Continue the news report on veterinarians and pet-health insurance, starting after its last sentence.

Extract Start Marker

NATIONAL REPORT — When it comes to pet-health insurance, the majority of veterinarians are voting for wider use of a third-party payment
Attitudes about pet-health insurance have been softening over the last 10 years, especially as medical delivery has become
increasingly sophisticated and more costly, according to DVM Newsmagazine surveys.
A recession that is spilling into the second quarter of 2009 is hastening the need for a third-party payment system, some
say. There are believed to be 15 or more pet-insurance carriers operating in the U.S. animal-health market, and other firms
offering financing options to cover the cost of veterinary care.
The issue even spurred a white paper on the subject earlier this year by Brakke Consulting's John Volk and Christine Merle
for the National Commission on Veterinary Economic Issues.
DVM Newsmagazine's 2009 State of the Profession survey, more than three-quarters of veterinarians would like to see wider
use of veterinary pet insurance. A more modest 58 percent actively recommend it to their clients.
Still, only 1 percent of the pet-owning population is believed to have purchased policies.
Rising costs, according to Volk and Merle, "will trigger more and more health-care crises as pet owners confront veterinary
treatment that exceeds their immediate ability to pay."
Dennis Drent, CEO of California-based Veterinary Pet Insurance (VPI), agrees.
In fact, he believes there is a perception gap among consumers about costs of health care overall,
"This perception gap exists because, first, people don't believe anything bad is going to happen to their pet. If something
bad does happen, people are ignorant about the costs of veterinary care. We know that veterinarians can do amazing things
to bring their pets back to health, but it is expensive. And, third, there is always the option to euthanize the pet. We know
that people won't euthanize their pets if they are given options. They will spend the $3,000 to get the pet healthy."
The gap, Drent adds, is perpetuated because most Americans don't understand the true cost of their health care, largely because
most employers heavily subsidize the premiums.
VPI's Carol McConnell, DVM, adds that the model for pet-health insurance is quite different from the care offered in human
Pet-health insurance tyically operates under an indemnity model, which is on the endangered list in human health care now.

Extract End Marker
Data excerpts Start Marker

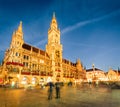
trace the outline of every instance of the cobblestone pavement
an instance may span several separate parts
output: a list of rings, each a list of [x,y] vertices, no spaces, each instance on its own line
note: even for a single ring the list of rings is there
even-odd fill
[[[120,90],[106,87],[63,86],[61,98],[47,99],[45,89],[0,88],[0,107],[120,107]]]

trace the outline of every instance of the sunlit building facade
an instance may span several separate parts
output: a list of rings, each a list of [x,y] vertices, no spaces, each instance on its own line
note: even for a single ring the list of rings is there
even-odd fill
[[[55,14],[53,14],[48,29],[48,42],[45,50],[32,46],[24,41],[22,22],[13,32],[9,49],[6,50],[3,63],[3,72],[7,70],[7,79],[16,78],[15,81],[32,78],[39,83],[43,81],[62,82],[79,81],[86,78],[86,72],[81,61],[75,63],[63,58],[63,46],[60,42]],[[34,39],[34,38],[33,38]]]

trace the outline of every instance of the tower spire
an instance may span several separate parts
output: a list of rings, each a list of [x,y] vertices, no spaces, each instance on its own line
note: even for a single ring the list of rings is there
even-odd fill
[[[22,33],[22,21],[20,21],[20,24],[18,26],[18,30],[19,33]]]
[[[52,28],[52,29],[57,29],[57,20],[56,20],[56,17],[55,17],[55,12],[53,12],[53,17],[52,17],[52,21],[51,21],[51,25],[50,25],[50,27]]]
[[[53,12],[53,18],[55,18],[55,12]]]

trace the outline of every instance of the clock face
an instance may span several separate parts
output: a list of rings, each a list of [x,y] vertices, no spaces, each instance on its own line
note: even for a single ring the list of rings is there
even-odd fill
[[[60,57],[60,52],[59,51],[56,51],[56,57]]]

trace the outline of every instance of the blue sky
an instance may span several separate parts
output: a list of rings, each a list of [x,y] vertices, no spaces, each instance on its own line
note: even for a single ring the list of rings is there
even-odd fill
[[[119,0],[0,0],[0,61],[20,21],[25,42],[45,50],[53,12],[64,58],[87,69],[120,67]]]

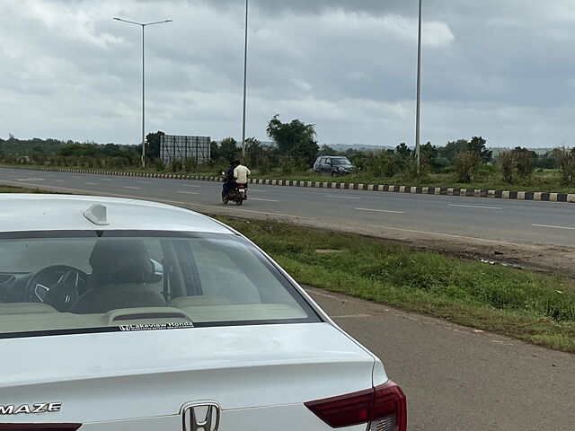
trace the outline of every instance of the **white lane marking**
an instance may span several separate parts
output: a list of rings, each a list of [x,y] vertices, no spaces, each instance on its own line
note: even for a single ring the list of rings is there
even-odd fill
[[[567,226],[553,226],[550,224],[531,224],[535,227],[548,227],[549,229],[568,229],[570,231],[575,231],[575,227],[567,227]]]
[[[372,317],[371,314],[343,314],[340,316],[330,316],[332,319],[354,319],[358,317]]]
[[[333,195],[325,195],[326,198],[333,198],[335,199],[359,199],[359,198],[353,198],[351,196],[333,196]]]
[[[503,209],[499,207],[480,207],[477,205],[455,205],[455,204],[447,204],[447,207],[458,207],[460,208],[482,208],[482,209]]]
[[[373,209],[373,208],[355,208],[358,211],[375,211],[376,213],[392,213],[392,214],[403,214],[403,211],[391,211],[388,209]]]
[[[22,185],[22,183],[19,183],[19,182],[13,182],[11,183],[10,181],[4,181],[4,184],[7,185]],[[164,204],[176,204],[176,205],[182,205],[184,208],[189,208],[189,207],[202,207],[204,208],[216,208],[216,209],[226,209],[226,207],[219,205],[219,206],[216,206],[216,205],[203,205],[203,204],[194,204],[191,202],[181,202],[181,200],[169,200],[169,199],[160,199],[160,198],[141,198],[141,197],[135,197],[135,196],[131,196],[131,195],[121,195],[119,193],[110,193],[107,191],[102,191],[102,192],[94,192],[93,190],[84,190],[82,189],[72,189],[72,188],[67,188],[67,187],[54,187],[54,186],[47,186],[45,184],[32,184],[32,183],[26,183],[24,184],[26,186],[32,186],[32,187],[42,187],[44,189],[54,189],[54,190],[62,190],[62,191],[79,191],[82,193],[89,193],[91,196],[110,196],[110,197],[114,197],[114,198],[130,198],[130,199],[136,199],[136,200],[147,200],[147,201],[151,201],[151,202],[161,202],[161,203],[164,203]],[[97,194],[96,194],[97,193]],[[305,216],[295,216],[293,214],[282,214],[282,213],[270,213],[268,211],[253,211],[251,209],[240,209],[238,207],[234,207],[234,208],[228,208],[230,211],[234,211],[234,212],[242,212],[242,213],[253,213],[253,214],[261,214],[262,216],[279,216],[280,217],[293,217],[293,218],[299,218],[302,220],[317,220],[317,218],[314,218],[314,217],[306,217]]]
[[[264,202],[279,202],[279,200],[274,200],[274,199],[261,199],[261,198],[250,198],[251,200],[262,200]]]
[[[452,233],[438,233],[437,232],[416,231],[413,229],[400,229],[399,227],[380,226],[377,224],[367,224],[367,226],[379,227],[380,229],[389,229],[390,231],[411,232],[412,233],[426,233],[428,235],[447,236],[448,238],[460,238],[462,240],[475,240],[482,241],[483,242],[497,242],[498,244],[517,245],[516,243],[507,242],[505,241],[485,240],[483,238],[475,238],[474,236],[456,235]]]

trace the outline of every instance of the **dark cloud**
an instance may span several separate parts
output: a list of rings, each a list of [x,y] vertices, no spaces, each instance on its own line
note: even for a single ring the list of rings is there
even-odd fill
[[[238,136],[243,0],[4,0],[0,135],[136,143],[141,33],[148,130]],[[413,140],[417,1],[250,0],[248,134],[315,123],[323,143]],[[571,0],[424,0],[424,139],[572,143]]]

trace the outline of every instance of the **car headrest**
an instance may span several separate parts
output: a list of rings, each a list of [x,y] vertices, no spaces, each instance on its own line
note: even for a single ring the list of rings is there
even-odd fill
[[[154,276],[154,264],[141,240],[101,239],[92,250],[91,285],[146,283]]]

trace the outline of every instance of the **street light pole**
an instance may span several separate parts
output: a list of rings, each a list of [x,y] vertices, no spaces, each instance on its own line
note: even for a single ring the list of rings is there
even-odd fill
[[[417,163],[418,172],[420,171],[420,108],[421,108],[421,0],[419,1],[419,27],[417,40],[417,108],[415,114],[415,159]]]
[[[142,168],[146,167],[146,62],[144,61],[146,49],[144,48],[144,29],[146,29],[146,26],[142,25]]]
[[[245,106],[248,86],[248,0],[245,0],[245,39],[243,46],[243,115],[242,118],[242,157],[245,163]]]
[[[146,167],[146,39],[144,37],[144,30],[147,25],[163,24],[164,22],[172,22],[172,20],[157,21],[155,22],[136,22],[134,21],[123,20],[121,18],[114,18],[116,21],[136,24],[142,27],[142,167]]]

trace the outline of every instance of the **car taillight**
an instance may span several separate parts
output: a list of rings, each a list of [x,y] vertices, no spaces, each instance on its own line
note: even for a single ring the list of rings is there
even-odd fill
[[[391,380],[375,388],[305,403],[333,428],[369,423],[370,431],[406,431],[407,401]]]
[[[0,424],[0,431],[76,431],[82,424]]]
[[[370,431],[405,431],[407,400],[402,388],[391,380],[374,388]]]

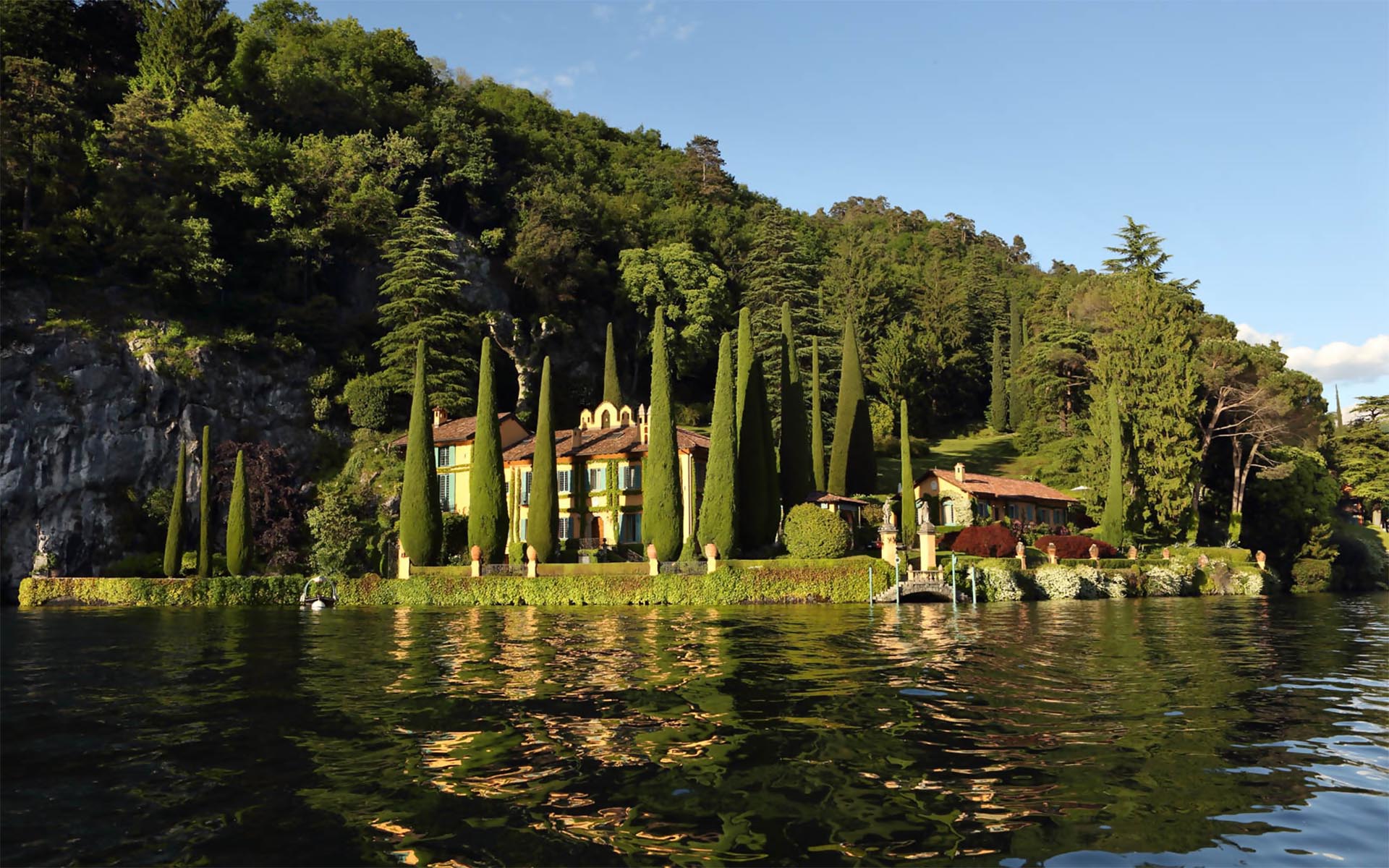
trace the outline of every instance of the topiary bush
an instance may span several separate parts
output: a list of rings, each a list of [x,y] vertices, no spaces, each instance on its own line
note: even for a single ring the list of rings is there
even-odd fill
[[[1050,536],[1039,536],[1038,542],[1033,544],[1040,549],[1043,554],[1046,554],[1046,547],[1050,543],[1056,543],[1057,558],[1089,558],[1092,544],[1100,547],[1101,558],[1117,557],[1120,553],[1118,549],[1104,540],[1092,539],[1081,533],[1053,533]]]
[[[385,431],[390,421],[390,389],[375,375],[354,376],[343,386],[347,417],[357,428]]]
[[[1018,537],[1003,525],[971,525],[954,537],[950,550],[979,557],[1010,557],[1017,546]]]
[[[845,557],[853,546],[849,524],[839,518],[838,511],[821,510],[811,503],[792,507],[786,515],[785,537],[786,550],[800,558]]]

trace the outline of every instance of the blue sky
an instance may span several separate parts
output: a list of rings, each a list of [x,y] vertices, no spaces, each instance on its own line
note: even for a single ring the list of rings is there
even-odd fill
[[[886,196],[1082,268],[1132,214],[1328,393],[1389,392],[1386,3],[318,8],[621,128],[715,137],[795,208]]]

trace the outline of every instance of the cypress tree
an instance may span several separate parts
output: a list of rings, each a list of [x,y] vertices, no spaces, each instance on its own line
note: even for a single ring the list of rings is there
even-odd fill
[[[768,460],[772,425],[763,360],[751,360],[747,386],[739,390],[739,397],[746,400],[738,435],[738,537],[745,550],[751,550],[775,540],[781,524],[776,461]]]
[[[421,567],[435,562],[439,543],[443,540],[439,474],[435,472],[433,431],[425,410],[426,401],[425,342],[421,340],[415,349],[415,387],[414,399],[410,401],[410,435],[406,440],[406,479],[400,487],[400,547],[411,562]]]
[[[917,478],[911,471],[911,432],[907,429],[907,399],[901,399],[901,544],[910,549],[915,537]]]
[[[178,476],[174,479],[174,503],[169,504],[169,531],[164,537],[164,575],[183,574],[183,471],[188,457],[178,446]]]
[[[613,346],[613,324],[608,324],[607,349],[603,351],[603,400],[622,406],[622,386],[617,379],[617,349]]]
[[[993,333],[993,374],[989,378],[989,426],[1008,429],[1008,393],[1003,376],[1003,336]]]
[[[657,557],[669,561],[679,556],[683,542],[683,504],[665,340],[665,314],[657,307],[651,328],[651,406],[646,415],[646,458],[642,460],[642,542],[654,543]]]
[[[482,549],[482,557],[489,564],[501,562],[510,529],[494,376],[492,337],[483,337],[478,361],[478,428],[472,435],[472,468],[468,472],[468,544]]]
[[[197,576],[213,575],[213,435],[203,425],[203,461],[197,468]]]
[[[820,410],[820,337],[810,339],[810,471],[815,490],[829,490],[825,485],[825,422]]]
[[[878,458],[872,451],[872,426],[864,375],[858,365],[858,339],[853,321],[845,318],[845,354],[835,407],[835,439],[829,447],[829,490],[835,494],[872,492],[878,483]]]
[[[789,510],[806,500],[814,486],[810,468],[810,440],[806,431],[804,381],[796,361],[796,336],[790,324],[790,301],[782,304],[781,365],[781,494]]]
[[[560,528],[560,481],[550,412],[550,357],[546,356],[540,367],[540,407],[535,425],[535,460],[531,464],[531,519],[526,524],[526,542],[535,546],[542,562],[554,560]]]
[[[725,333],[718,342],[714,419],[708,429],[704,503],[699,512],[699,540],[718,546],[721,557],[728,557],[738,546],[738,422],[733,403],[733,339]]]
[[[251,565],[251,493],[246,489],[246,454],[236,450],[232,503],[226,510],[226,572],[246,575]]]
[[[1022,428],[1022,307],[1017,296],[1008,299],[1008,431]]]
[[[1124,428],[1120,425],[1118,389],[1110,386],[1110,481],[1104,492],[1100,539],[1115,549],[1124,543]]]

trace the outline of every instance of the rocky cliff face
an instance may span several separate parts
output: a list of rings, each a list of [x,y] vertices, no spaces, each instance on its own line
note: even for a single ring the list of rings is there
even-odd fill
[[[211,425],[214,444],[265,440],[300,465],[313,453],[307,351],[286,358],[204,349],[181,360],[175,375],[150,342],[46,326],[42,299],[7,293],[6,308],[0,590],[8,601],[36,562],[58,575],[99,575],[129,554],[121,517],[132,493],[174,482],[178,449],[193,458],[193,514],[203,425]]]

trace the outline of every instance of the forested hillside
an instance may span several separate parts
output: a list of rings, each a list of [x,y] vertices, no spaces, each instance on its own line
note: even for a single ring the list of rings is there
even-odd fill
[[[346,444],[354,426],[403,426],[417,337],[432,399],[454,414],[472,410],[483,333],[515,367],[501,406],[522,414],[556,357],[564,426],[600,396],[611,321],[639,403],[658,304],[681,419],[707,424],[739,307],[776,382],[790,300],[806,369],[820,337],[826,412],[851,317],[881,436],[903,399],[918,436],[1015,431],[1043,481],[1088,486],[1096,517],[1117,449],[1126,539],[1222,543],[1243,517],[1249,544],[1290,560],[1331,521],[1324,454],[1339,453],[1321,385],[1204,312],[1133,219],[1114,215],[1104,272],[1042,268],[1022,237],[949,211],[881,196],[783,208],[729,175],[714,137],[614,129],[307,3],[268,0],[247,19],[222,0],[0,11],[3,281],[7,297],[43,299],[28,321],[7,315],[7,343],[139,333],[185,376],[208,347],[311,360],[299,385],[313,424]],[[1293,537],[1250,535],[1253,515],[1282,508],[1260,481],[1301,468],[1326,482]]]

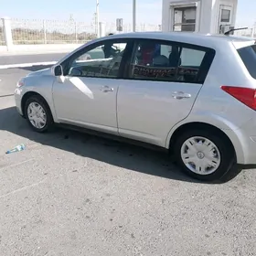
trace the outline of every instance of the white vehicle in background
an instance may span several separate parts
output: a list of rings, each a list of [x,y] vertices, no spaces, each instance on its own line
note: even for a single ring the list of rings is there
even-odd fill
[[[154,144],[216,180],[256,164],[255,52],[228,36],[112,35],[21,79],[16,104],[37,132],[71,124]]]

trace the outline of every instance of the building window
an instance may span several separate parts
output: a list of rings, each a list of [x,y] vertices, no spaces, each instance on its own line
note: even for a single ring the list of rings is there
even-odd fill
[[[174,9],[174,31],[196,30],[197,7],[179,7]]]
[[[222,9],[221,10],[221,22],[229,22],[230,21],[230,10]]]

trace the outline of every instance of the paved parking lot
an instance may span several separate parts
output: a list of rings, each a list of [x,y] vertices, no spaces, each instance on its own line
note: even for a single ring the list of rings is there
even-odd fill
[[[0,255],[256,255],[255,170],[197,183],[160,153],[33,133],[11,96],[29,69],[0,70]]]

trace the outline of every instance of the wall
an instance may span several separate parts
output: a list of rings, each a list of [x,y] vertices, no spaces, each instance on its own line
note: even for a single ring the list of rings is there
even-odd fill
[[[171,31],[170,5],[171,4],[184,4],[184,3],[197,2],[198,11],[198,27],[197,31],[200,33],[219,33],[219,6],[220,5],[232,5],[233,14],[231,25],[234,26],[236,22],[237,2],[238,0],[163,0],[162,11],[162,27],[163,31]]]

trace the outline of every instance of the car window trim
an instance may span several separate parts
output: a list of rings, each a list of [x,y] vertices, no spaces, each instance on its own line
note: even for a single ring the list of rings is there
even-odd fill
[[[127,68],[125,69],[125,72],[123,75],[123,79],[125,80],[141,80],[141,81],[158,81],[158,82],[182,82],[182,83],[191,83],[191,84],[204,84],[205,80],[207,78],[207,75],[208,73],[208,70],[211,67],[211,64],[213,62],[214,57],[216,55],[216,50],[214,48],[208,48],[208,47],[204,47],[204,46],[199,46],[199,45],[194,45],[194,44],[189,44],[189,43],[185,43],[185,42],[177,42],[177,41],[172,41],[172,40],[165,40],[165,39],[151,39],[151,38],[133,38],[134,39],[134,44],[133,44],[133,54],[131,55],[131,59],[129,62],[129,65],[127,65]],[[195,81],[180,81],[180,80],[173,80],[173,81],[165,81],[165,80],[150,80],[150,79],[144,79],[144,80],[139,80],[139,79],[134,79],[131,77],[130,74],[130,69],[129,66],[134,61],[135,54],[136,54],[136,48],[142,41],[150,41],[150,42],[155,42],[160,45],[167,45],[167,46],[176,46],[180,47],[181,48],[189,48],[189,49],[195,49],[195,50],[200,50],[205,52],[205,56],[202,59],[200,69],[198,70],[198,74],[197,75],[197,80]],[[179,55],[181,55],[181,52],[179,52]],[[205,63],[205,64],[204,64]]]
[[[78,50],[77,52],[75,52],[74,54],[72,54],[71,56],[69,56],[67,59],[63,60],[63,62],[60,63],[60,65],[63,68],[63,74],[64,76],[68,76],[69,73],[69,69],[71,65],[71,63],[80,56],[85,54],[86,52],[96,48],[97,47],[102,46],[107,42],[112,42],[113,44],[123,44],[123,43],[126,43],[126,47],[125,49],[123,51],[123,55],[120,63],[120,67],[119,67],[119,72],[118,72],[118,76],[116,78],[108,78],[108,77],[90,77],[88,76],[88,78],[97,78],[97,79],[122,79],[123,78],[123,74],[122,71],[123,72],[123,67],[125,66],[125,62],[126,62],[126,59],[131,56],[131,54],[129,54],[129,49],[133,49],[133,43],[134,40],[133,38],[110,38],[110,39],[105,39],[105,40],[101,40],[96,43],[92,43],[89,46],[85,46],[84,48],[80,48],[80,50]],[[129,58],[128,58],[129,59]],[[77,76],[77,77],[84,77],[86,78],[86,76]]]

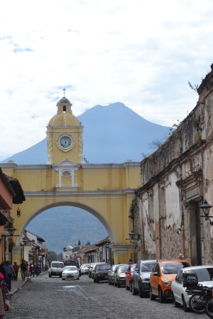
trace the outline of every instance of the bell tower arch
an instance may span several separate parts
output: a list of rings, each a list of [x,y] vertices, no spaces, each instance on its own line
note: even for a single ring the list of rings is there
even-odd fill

Data excerpts End Marker

*Task answer*.
The model is simple, McConnell says: Pet owners pay veterinarians for services rendered, then submit the bills to the insurance
carrier for reimbursement.
NCVEI's white paper says the model is building business for veterinarians. In fact, VPI research conducted in 2006 shows that
clients with insurance had 41 percent higher stop-treatment levels, scheduled 40 percent more veterinary visits and spent
twice as much on veterinary care over the life of their pet.
On the other hand, wide-scale acceptance of pet insurance by veterinarians has been 30 years in the making. Objections have
traditionally focused on concerns over loss of control for patient care or negotiated care that now proliferates in the human
medical field. This fear, however, is on the wane. According to DVM Newsmagazine's survey, the majority of veterinarians would
like to see wider use of pet-health insurance, and the sentiment is strongest among younger veterinarians. (See the survey
results "The Triennial Report: Sizing up generational differences".)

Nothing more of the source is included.